[TESTO SELEZIONATO]:
++++++++++

Dove non c’è stato il Natale e dove non sta arrivando il 2025

Natale è festeggiato in più di centocinquanta paesi al mondo, non necessariamente tutti a maggioranza cristiana, eppure compaiono lo stesso presepi, alberi di Natale e luminarie di ogni forma e dimensione. La festa più tipica del mondo occidentale – e nello stesso tempo anche la più controversa manifestazione di eccessi consumistici – fa parte ormai del calendario pubblico di vari paesi. E il fatto che stia per arrivare l’anno 2025 è un’altra delle molte prevaricazioni di potere occidentali sul resto del mondo.

++++++++++

[ESTRATTO DEL DATASET]:
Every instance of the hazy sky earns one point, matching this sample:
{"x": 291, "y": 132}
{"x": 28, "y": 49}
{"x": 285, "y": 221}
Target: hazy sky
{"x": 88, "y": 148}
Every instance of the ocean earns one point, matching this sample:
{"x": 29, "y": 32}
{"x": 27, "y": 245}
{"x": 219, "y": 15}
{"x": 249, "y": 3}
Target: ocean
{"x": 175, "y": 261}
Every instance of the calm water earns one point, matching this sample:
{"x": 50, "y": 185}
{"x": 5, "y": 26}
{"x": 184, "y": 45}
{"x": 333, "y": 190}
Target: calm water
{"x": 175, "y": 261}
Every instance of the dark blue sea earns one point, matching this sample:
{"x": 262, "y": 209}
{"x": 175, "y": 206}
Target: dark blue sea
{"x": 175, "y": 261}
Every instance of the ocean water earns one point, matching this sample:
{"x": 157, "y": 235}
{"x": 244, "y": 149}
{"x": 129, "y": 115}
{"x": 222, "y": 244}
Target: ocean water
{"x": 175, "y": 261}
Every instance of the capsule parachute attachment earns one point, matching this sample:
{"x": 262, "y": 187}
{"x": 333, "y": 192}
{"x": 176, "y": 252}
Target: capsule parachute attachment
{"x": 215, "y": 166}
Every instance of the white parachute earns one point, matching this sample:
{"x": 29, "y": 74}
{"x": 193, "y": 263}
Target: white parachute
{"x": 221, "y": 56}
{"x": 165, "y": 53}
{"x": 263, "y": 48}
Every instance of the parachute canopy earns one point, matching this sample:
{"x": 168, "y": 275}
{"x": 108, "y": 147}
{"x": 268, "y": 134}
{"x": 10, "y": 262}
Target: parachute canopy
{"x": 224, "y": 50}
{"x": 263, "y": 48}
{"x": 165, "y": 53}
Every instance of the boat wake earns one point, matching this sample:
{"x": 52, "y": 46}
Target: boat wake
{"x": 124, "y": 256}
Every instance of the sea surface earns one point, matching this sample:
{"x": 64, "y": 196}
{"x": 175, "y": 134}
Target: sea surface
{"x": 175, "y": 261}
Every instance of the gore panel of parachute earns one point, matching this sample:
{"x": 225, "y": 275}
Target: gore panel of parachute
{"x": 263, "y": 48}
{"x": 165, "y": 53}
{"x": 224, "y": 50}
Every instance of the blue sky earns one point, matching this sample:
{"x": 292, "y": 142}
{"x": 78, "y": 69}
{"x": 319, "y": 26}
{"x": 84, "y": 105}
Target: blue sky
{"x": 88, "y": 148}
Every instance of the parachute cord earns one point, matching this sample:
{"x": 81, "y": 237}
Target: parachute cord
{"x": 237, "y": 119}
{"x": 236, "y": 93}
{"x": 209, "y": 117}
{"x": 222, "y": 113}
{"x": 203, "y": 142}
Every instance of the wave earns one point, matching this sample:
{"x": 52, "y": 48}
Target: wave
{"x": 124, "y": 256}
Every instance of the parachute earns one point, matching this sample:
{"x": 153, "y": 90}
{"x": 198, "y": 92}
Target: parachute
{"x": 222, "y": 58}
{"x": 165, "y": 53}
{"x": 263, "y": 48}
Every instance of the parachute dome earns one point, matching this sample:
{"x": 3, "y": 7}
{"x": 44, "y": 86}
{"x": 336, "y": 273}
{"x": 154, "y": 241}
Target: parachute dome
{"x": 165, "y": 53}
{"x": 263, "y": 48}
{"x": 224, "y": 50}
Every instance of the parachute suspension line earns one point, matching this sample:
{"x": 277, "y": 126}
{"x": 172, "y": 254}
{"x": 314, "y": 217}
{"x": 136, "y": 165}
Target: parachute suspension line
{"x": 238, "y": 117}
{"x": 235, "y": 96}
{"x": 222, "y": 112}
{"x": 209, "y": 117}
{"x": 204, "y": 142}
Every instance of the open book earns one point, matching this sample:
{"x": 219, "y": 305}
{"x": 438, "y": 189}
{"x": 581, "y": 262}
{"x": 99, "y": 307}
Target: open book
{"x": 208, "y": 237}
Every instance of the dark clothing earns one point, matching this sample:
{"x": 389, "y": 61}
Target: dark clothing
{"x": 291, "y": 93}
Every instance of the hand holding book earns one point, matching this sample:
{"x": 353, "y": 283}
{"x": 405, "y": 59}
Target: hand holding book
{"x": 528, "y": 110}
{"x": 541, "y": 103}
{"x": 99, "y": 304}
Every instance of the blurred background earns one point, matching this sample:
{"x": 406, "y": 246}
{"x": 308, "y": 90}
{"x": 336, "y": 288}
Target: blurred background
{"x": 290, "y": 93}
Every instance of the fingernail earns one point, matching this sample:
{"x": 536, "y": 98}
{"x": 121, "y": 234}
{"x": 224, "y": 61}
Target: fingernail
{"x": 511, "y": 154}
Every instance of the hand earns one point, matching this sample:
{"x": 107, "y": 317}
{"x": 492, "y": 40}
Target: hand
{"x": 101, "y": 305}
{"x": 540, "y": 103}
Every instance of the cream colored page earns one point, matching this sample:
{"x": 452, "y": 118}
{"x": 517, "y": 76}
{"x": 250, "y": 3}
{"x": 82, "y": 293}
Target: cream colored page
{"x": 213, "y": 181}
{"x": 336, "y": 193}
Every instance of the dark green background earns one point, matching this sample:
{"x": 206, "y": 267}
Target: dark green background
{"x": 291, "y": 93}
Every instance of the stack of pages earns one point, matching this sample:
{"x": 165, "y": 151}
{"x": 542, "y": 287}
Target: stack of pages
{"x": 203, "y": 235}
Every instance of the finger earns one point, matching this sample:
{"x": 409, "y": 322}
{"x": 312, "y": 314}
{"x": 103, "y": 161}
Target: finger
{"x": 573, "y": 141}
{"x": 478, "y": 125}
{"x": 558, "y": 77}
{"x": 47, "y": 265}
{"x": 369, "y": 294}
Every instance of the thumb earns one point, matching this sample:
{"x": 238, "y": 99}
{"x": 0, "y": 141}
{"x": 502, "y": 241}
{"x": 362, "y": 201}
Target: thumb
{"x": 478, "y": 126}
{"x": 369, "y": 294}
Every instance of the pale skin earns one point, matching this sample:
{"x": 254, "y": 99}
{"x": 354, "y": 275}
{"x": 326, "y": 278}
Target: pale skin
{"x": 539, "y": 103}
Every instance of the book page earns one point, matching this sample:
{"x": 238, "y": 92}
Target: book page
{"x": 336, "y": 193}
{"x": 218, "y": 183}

++++++++++

[OBIETTIVO DELL'ESERCIZIO]: Citi testualmente il passo del testo sul Natale che inizia con "Natale è festeggiato" e termina con "resto del mondo.".

[RISPOSTA SCRITTA]:
Natale è festeggiato in più di centocinquanta paesi al mondo, non necessariamente tutti a maggioranza cristiana, eppure compaiono lo stesso presepi, alberi di Natale e luminarie di ogni forma e dimensione. La festa più tipica del mondo occidentale – e nello stesso tempo anche la più controversa manifestazione di eccessi consumistici – fa parte ormai del calendario pubblico di vari paesi. E il fatto che stia per arrivare l’anno 2025 è un’altra delle molte prevaricazioni di potere occidentali sul resto del mondo.